▶ _Your task_
In the copy you make of the entries, no picture should appear, and every word must match.

▶ _Data provided_
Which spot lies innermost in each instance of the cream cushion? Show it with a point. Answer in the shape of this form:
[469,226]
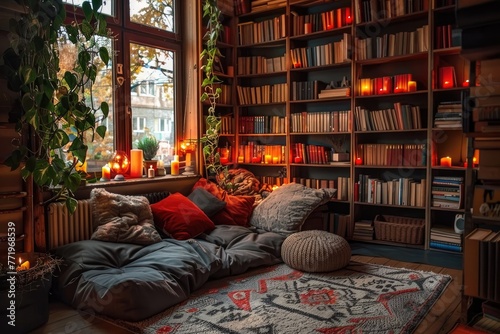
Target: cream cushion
[315,251]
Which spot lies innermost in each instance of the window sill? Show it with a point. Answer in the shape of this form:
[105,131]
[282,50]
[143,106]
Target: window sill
[135,186]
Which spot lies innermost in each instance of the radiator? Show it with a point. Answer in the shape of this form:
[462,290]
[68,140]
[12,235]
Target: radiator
[64,228]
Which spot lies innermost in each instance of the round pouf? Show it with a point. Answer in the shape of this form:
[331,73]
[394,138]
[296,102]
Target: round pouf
[315,251]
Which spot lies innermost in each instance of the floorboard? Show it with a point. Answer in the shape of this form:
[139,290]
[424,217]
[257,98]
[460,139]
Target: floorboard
[440,319]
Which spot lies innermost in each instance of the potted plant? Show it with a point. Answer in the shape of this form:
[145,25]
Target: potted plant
[57,111]
[149,145]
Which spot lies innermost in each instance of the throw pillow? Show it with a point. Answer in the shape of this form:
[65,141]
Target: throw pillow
[180,218]
[120,218]
[207,202]
[238,209]
[286,208]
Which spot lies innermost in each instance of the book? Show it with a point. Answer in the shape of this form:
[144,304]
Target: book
[471,260]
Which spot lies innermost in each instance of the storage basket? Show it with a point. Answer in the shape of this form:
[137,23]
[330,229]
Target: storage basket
[399,229]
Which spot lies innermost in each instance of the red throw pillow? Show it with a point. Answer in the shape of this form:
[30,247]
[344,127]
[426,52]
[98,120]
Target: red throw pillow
[180,218]
[238,209]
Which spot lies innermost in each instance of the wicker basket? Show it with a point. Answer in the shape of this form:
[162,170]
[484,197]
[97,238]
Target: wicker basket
[399,229]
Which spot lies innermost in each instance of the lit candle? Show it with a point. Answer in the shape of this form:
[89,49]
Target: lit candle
[151,172]
[23,265]
[412,86]
[136,165]
[105,173]
[445,162]
[174,166]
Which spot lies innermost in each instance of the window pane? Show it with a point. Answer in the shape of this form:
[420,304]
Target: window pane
[99,151]
[152,69]
[108,6]
[153,13]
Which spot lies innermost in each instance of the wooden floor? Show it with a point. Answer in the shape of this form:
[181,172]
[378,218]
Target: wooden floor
[441,319]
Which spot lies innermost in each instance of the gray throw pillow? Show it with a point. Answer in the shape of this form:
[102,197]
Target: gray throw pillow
[286,208]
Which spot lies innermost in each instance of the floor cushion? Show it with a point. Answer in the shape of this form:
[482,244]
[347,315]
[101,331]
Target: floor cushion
[315,251]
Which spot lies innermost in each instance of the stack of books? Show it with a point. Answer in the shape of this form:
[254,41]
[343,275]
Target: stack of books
[449,115]
[447,192]
[363,230]
[445,238]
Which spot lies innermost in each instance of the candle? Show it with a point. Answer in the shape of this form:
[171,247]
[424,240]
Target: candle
[412,86]
[174,166]
[445,162]
[151,172]
[105,173]
[136,167]
[23,265]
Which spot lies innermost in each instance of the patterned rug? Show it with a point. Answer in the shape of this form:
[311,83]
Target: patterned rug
[362,298]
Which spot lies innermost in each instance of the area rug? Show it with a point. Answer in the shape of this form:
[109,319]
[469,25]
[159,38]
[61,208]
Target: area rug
[362,298]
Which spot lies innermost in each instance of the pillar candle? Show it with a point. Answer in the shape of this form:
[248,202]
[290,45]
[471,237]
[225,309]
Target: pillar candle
[106,172]
[174,166]
[151,172]
[136,167]
[445,162]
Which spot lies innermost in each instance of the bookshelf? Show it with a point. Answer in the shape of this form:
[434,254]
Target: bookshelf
[328,82]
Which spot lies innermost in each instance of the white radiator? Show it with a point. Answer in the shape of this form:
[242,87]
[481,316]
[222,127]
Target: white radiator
[64,228]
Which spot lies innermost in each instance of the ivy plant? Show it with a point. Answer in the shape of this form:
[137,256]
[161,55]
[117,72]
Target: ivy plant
[57,110]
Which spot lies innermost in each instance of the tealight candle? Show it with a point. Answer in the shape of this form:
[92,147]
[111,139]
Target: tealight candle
[23,265]
[445,162]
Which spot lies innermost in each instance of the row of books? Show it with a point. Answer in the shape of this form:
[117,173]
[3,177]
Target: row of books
[322,55]
[253,152]
[443,37]
[402,191]
[260,32]
[401,117]
[363,230]
[389,45]
[312,154]
[372,10]
[449,115]
[331,19]
[342,184]
[276,93]
[413,155]
[447,192]
[260,65]
[264,5]
[319,122]
[482,264]
[445,238]
[261,124]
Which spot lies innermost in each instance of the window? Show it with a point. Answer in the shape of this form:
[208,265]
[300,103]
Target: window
[140,85]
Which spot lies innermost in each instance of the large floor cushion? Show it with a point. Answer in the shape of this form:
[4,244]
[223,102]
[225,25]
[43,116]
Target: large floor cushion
[315,251]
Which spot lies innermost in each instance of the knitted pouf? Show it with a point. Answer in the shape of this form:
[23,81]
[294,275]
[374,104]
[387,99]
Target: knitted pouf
[315,251]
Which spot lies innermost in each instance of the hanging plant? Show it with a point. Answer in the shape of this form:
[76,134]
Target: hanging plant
[58,111]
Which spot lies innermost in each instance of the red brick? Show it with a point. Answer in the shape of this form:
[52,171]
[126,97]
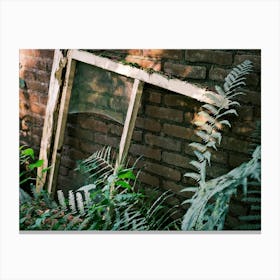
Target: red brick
[163,171]
[164,113]
[137,135]
[106,140]
[149,179]
[145,63]
[155,97]
[209,56]
[175,100]
[173,54]
[94,125]
[37,86]
[37,108]
[244,128]
[115,129]
[176,188]
[185,71]
[37,53]
[216,170]
[89,147]
[163,142]
[178,131]
[234,144]
[36,63]
[236,159]
[175,159]
[218,74]
[253,58]
[148,124]
[148,152]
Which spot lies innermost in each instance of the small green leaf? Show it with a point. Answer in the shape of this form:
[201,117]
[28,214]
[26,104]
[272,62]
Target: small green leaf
[28,152]
[124,184]
[37,164]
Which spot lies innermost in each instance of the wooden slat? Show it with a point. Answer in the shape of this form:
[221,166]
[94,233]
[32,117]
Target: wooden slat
[131,116]
[61,123]
[50,116]
[174,85]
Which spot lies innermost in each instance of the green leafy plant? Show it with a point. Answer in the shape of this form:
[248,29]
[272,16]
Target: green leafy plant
[210,202]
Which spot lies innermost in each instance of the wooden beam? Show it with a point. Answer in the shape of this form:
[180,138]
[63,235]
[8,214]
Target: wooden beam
[59,62]
[61,123]
[156,79]
[129,124]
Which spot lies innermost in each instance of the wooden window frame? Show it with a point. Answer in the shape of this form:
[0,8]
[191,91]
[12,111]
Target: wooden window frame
[59,98]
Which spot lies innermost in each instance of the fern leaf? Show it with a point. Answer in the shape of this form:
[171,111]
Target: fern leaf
[201,148]
[230,111]
[80,203]
[61,199]
[204,136]
[217,135]
[214,111]
[196,164]
[199,155]
[206,127]
[189,189]
[193,175]
[207,156]
[225,122]
[220,91]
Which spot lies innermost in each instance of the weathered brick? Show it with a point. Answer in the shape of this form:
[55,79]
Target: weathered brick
[176,188]
[175,159]
[148,152]
[209,56]
[94,125]
[245,113]
[185,71]
[216,170]
[145,63]
[178,131]
[163,142]
[175,100]
[234,144]
[106,140]
[155,97]
[38,109]
[137,135]
[89,147]
[239,58]
[115,129]
[218,74]
[236,159]
[148,124]
[163,171]
[37,86]
[148,179]
[173,54]
[37,52]
[164,113]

▶ _Response to the task_
Which spot lies innermost in each instance of the cream cushion? Show it with a point. Answer in the shape of this form:
[469,226]
Target: cream cushion
[315,251]
Which spot lies innermost in each instance of the window sill? Show it with a point. Answer in the shape of this form:
[105,131]
[282,50]
[143,106]
Target: window sill
[135,186]
Which spot lies innermost in each instance of the radiator? Show it with a point. Answer in the shape of this form:
[462,290]
[68,140]
[12,235]
Target: radiator
[64,228]
Which spot lies innermost in each instance of the round pouf? Show it with a point. Answer in the shape of this form:
[331,73]
[394,138]
[296,102]
Target: round pouf
[315,251]
Which spot lies innermost in each instance of the floorboard? Show it with a point. Answer in the shape of this form:
[139,290]
[424,217]
[257,98]
[460,139]
Target: floorboard
[440,319]
Which spot lies innermost in each instance of the potted plant? Show it with a point. Answer in the shape of this form:
[145,25]
Target: potted plant
[57,111]
[149,145]
Which spot lies innermost in each instance of the throw pillow? Show it with a point. Answer in the shape of this form:
[65,141]
Target: throw pillow
[180,218]
[120,218]
[207,202]
[238,209]
[286,208]
Which spot lies innermost in each instance of the book? Show it with a point. Answer in the shape of this form:
[144,304]
Target: book
[471,260]
Which spot lies innermost in each instance of the storage basket? Show it with a point. Answer in the shape of this form:
[137,23]
[330,229]
Target: storage basket
[399,229]
Which spot lies innermost in each instance of the red throw pillow? Show it with a point. Answer in the shape of this form:
[30,247]
[344,127]
[426,52]
[98,120]
Target: red throw pillow
[180,218]
[238,209]
Which spot lies innermost in each instance of the wicker basket? Show it with a point. Answer in the shape of this form:
[162,170]
[484,197]
[97,238]
Target: wicker basket
[399,229]
Which spot lies innermost in each instance of the lit candle? Show it with a point. Answer in the shape of this form:
[89,49]
Target: lit candle
[151,172]
[23,265]
[412,86]
[136,165]
[105,173]
[445,162]
[174,166]
Which spot lies innermost in each instance of the window pane? Show it with a point. Answer in the shape of this form:
[420,304]
Target: window pane
[99,151]
[152,69]
[108,6]
[153,13]
Which spot lies innermost in each instance of the wooden floor? Show it with a point. Answer in the shape of this form:
[181,172]
[378,218]
Target: wooden floor
[441,319]
Which spot lies innermost in each instance of the gray throw pillow? Show it with a point. Answer in the shape of this form:
[102,197]
Target: gray throw pillow
[286,208]
Which spot lies innermost in each instance of the floor cushion? Show it with a point. Answer in the shape of this form:
[482,244]
[347,315]
[101,331]
Target: floor cushion
[315,251]
Which spot lies innermost in each instance of the stack of books? Show it with a point. Answer in the shape of this form:
[254,41]
[343,275]
Target: stack of books
[449,115]
[447,192]
[363,230]
[445,238]
Which spot lies innermost in each instance of the candle? Show it with a point. Answer in the shape of this form:
[171,247]
[424,240]
Target: candle
[412,86]
[174,166]
[445,162]
[151,172]
[105,173]
[136,167]
[23,265]
Which spot lies innermost in each instance of the patterned rug? Show it with a point. Answer in the shape of this form:
[311,83]
Target: patterned rug
[362,298]
Which spot lies innermost in each instance of the area rug? Show it with a point. Answer in the shape of this form:
[109,319]
[469,25]
[159,38]
[61,208]
Target: area rug
[362,298]
Which spot lies innermost in each instance of the pillar candle? Show it with a point. Answer in the shape of this form:
[248,202]
[290,45]
[471,237]
[225,309]
Target: pillar candle
[106,172]
[174,166]
[151,172]
[136,167]
[445,162]
Which spot lies innermost in each instance of the bookshelf? Show it with a point. Answer in the shape of this form:
[434,254]
Target: bookshelf
[328,82]
Which spot lies innermost in each instance of the white radiator? Show it with a point. Answer in the shape of this form:
[242,87]
[481,316]
[222,127]
Target: white radiator
[64,228]
Which spot lies innermost in each instance of the ivy plant? Show it with a point. Answer in the shape of this form:
[137,256]
[161,55]
[117,72]
Target: ivy plant
[57,110]
Which spot lies innermost in each instance of the tealight candle? Show it with a point. Answer in the shape of this form:
[92,147]
[111,139]
Target: tealight candle
[23,265]
[445,162]
Which spot lies innermost in each instance of the row of books? Show it with a point. Answer in the shape of this form:
[117,173]
[3,177]
Target: row of books
[322,55]
[253,152]
[443,37]
[402,191]
[260,32]
[401,117]
[363,230]
[389,45]
[312,154]
[372,10]
[449,115]
[331,19]
[342,184]
[276,93]
[413,155]
[447,192]
[260,65]
[264,5]
[319,122]
[482,264]
[445,238]
[261,124]
Which spot lies innermost in each instance of the window? Show it with a point. Answer in the shape of this form:
[208,265]
[300,103]
Target: window
[140,85]
Which spot lies innermost in each instance of the large floor cushion? Show it with a point. Answer in the shape of this form:
[4,244]
[223,102]
[225,25]
[43,116]
Target: large floor cushion
[315,251]
Which spot lies innermost in each instance of the knitted pouf? Show it with a point. Answer in the shape of this form:
[23,81]
[294,275]
[374,104]
[387,99]
Target: knitted pouf
[315,251]
Which spot lies innermost in each instance of the hanging plant? Show it with a point. Answer in the shape of this form:
[76,134]
Target: hanging plant
[58,111]
Which spot lies innermost in each instance of the red brick? Show it with a point. Answer in the shape of this form:
[52,171]
[126,97]
Target: red brick
[163,171]
[164,113]
[137,135]
[106,140]
[149,179]
[145,63]
[155,97]
[209,56]
[175,100]
[173,54]
[94,125]
[37,86]
[37,108]
[244,128]
[115,129]
[176,188]
[185,71]
[37,53]
[216,170]
[89,147]
[163,142]
[178,131]
[234,144]
[36,63]
[236,159]
[175,159]
[218,74]
[253,58]
[148,124]
[148,152]
Which spot lies innermost in each instance of the small green leaf? Show it with a point. Answer in the shape of this form:
[201,117]
[28,214]
[26,104]
[272,62]
Target: small green leaf
[28,152]
[124,184]
[37,164]
Which spot lies innermost in each instance of the wooden slat? Show it with a point. Answer in the shape of this form:
[221,166]
[94,233]
[32,117]
Target: wooden slat
[131,116]
[61,123]
[50,116]
[174,85]
Which spot lies innermost in each instance of the green leafy plant? Show it with a point. Answer in the shape of this form:
[248,29]
[272,16]
Target: green leafy plant
[210,202]
Which spot lies innermost in each instance of the wooden beam? Show it with a point. Answer in the shape of this form:
[180,138]
[63,235]
[8,214]
Target: wooden beam
[59,62]
[61,123]
[156,79]
[129,124]
Which spot lies innermost in each instance of the wooden window frame? Show it with a point. Answer in the shape of this form:
[0,8]
[191,91]
[12,111]
Target: wooden window frame
[59,98]
Which spot lies innermost in each instance of the fern leaf? Show it with a point. Answer in the shape of this form:
[171,111]
Target: fern leaf
[201,148]
[230,111]
[80,203]
[61,199]
[204,136]
[217,135]
[214,111]
[196,164]
[199,155]
[206,127]
[189,189]
[193,175]
[207,156]
[225,122]
[220,91]
Which spot lies innermost in each instance of the weathered brick? Show it with a point. Answer in the shape of this form:
[55,79]
Target: weathered brick
[176,188]
[175,159]
[148,152]
[209,56]
[94,125]
[245,113]
[185,71]
[216,170]
[145,63]
[178,131]
[163,142]
[175,100]
[234,144]
[106,140]
[155,97]
[38,109]
[137,135]
[89,147]
[239,58]
[115,129]
[218,74]
[236,159]
[148,124]
[163,171]
[37,86]
[148,179]
[173,54]
[37,52]
[164,113]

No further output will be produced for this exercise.